[Information given]
Begin

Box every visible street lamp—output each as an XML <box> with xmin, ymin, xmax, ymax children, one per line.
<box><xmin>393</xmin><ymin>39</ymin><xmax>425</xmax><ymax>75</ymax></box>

End
Begin

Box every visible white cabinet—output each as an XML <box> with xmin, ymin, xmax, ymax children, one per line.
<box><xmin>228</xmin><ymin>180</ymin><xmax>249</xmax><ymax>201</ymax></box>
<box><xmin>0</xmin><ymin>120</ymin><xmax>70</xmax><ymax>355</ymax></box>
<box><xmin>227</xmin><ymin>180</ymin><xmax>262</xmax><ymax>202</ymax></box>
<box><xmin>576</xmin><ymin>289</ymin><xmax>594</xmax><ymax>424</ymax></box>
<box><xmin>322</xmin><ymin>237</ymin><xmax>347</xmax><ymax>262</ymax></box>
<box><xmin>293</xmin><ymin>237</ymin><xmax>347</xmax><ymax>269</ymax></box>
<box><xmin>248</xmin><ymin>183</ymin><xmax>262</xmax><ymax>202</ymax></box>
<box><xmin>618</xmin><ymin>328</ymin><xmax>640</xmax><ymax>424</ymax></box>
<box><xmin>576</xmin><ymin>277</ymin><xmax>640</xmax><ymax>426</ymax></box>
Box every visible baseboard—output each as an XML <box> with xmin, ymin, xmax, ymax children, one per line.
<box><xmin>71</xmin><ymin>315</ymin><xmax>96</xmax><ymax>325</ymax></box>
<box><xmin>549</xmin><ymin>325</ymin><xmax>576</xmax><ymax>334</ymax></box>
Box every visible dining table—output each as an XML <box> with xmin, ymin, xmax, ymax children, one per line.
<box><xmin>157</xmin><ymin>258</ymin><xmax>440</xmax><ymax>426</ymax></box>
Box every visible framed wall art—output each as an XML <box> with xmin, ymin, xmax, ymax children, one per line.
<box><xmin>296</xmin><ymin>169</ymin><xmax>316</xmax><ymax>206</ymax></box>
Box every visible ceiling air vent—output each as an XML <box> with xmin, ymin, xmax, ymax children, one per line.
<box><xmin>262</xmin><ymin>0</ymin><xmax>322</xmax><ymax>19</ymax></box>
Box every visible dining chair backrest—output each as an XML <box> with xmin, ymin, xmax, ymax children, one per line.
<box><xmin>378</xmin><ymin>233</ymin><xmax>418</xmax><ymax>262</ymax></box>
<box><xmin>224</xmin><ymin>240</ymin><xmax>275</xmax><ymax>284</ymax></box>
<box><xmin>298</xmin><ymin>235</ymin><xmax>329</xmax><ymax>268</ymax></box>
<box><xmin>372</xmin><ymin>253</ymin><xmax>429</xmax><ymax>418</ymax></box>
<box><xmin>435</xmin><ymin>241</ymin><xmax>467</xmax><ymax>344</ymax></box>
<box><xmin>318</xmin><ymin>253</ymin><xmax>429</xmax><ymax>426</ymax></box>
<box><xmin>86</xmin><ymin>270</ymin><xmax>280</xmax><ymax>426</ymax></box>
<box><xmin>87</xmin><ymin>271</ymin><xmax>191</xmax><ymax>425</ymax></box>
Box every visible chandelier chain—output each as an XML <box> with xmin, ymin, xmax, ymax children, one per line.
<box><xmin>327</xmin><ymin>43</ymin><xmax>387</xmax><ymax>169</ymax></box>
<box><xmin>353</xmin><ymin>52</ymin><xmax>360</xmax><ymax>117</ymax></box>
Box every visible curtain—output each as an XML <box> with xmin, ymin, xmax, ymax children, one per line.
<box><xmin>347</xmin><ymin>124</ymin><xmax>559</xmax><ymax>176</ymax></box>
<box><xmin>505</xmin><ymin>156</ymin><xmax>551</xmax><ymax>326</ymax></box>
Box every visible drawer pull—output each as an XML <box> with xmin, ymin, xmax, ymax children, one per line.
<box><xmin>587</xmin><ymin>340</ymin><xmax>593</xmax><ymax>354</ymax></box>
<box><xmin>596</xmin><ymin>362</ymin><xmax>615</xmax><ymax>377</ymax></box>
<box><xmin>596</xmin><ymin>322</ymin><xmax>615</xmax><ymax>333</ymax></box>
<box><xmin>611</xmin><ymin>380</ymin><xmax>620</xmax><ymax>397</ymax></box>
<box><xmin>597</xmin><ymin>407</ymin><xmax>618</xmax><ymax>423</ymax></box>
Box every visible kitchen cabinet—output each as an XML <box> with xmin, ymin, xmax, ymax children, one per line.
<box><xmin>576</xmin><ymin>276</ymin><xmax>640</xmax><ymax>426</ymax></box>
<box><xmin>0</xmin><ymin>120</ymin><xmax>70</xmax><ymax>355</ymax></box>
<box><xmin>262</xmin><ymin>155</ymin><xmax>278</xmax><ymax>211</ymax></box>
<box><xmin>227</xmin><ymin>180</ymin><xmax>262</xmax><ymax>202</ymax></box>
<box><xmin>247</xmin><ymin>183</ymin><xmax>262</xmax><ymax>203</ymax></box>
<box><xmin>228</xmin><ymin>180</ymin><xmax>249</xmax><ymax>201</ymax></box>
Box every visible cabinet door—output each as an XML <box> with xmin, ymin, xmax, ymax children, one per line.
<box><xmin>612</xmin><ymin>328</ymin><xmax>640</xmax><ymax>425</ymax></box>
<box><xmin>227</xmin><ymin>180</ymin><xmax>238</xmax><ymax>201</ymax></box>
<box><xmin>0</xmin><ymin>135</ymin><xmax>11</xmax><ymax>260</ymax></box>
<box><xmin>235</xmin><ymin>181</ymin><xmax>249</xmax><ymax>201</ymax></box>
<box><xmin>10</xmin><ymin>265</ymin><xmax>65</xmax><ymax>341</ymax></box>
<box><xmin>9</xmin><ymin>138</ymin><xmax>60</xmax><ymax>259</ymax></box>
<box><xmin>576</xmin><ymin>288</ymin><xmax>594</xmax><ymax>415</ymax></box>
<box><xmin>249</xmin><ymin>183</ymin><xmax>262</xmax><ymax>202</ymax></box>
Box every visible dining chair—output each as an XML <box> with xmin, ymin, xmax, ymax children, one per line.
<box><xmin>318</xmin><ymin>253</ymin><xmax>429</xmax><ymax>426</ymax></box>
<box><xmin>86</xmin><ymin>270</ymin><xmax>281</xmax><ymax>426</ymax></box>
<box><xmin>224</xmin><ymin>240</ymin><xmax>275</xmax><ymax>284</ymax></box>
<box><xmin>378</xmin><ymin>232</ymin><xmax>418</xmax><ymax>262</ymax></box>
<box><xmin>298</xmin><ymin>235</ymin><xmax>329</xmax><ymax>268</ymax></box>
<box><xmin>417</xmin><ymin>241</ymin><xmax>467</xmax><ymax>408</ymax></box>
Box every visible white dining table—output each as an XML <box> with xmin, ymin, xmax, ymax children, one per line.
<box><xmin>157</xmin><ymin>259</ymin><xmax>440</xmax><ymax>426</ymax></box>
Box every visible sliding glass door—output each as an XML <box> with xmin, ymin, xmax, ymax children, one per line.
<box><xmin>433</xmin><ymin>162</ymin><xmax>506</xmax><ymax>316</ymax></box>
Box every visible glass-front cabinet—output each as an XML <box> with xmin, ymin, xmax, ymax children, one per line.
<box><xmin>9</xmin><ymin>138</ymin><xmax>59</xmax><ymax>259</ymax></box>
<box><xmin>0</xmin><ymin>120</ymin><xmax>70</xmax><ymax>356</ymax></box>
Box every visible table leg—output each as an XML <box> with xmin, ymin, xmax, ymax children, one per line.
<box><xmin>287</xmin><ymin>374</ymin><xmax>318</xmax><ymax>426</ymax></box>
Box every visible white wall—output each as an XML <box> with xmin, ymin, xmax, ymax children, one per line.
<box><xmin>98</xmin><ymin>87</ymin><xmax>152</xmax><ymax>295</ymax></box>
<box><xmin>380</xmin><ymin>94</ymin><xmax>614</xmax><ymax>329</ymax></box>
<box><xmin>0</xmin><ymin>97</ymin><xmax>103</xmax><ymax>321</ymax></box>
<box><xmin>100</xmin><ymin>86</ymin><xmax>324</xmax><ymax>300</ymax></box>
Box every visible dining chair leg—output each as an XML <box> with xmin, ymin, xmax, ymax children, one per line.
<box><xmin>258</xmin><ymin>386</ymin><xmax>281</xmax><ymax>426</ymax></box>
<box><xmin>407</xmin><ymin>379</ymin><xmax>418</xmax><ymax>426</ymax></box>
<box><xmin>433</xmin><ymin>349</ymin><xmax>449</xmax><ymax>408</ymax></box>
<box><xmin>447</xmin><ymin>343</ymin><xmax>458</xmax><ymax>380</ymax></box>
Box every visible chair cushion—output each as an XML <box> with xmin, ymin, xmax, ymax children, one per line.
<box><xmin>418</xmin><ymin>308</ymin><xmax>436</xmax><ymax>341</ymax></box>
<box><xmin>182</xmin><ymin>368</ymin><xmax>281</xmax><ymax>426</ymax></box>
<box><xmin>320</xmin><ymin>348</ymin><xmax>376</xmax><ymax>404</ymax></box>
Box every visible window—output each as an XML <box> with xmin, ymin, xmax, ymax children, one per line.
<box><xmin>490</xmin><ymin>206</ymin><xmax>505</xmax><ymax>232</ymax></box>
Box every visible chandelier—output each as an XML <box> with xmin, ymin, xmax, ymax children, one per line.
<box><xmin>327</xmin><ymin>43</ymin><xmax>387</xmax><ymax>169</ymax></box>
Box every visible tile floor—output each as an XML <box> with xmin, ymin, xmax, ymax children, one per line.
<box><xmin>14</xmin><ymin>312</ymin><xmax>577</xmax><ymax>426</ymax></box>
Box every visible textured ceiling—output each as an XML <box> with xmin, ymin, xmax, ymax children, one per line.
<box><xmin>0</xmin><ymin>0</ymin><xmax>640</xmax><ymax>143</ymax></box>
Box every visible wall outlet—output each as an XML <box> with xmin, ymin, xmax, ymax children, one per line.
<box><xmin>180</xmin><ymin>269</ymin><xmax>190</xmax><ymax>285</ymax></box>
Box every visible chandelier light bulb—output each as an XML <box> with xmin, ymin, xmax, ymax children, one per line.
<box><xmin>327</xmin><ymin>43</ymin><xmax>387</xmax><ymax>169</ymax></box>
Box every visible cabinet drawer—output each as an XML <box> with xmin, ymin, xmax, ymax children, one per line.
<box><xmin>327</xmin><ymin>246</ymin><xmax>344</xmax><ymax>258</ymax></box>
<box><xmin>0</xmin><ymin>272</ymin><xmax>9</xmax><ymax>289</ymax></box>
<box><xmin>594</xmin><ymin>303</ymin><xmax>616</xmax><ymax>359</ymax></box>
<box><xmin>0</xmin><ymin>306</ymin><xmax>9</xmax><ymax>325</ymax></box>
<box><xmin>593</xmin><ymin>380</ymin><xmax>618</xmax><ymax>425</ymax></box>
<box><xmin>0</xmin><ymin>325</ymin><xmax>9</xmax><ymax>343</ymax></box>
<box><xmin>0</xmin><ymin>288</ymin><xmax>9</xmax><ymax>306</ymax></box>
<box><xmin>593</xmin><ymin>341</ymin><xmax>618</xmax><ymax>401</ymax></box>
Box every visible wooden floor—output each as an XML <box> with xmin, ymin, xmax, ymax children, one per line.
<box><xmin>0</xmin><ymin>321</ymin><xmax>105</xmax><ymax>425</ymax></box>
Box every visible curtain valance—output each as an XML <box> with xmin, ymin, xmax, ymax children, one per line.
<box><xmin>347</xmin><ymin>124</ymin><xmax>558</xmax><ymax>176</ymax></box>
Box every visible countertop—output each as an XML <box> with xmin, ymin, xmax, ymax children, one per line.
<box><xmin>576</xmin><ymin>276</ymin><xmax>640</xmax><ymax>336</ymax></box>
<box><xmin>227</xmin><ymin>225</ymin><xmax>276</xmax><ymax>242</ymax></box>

End

[Stated task]
Please count the lines in the listing above that contain the string "floor" and give only that number.

[Correct response]
2